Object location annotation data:
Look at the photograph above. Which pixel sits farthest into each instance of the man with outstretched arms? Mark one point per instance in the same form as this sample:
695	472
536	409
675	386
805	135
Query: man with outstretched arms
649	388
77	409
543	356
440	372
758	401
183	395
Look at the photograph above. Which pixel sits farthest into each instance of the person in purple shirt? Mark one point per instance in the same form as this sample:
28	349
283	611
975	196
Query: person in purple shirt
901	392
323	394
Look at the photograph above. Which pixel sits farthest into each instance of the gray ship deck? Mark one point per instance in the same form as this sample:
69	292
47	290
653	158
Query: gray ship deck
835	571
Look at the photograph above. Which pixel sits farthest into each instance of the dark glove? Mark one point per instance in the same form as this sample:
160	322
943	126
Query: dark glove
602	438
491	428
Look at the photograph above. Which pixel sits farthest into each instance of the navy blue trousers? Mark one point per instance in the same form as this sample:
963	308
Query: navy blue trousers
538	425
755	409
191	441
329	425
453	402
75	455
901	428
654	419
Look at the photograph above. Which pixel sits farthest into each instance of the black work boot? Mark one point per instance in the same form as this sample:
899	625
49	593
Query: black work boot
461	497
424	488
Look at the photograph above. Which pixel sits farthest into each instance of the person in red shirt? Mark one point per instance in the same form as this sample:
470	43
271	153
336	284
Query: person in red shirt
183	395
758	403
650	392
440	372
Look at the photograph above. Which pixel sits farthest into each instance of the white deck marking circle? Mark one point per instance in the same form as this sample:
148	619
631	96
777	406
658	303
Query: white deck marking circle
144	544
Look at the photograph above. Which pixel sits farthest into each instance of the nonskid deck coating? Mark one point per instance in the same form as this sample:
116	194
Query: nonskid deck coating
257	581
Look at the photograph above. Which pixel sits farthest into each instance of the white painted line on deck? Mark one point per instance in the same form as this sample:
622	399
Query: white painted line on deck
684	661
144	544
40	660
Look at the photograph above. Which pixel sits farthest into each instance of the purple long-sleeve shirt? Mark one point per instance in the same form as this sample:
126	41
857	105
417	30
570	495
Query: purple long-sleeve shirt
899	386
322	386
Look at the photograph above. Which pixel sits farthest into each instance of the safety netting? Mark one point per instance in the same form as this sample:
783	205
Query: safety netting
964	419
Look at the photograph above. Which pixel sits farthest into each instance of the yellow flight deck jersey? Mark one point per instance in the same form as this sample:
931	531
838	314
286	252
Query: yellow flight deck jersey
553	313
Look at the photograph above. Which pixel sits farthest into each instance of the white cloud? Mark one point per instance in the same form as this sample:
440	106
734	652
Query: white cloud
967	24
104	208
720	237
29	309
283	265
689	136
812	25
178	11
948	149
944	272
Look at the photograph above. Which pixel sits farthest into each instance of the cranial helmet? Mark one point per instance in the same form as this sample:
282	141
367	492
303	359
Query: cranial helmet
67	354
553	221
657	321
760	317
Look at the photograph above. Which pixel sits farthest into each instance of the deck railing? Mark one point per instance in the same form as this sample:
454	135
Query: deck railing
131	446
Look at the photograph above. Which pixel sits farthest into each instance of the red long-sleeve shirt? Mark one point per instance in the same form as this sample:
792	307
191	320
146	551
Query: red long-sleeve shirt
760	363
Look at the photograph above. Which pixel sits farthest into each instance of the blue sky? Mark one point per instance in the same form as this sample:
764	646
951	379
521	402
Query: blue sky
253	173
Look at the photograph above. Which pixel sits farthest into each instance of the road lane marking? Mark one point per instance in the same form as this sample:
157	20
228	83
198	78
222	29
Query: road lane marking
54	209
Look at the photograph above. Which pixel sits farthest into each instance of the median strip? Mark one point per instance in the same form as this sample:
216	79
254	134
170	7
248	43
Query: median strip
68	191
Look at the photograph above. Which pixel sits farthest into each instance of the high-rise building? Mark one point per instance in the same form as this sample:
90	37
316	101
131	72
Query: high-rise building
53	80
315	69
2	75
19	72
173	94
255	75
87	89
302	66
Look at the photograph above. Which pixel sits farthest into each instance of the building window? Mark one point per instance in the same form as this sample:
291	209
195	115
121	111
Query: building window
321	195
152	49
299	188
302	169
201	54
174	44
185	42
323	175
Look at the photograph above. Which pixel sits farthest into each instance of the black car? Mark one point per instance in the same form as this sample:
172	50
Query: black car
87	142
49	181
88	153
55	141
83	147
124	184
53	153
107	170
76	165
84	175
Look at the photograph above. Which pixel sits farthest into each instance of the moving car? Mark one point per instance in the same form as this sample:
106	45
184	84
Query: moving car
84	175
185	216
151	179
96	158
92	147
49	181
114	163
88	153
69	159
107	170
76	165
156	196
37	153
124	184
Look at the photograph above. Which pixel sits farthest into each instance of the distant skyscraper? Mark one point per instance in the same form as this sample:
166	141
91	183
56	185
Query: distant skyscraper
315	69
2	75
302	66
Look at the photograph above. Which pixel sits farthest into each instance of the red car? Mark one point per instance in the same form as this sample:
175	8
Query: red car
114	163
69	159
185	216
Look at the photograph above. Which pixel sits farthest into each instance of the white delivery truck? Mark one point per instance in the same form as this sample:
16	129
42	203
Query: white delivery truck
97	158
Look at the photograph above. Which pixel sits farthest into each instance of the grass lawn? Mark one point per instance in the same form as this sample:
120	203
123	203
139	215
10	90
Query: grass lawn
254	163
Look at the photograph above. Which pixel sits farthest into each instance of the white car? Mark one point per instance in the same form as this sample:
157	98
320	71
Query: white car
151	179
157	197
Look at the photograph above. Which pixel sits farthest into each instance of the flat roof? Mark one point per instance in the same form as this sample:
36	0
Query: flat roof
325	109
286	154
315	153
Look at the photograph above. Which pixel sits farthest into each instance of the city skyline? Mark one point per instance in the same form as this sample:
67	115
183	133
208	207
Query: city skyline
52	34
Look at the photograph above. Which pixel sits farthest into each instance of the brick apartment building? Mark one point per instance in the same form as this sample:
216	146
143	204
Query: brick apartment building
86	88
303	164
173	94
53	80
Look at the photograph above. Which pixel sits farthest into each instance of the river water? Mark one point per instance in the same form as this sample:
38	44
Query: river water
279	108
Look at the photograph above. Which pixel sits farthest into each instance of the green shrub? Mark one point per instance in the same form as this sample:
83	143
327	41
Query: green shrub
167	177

Given task: Reproduce everything from the line containing "of the city" down to the end of the data, multiplying each answer coordinate by 0.75 and rounding to the nearest whole number, with halves rounded up. Only the answer coordinates change; every other line stays as it is.

Solution:
Look at the photograph above. Which pixel sits farthest into each instance of the city skyline? Mark one point per instance in the same form as this sample:
67	115
183	133
208	207
Query: city skyline
39	26
Look at the photograph above. Which pixel sits farthest into each instance of the brick apartment building? Mark one point per instance in the same form as this sample:
216	146
143	204
Query: brick apartment building
65	66
227	123
130	71
40	60
Look at the photograph above. Which pixel sits farthest into each instance of the river water? Mark one point per instance in the same form as this sample:
38	44
Query: river water
209	81
Look at the photograph above. Which pixel sits farthest into each instance of the green shrub? Mark one point per instance in the same form as this sample:
83	143
327	41
Query: green shrub
125	133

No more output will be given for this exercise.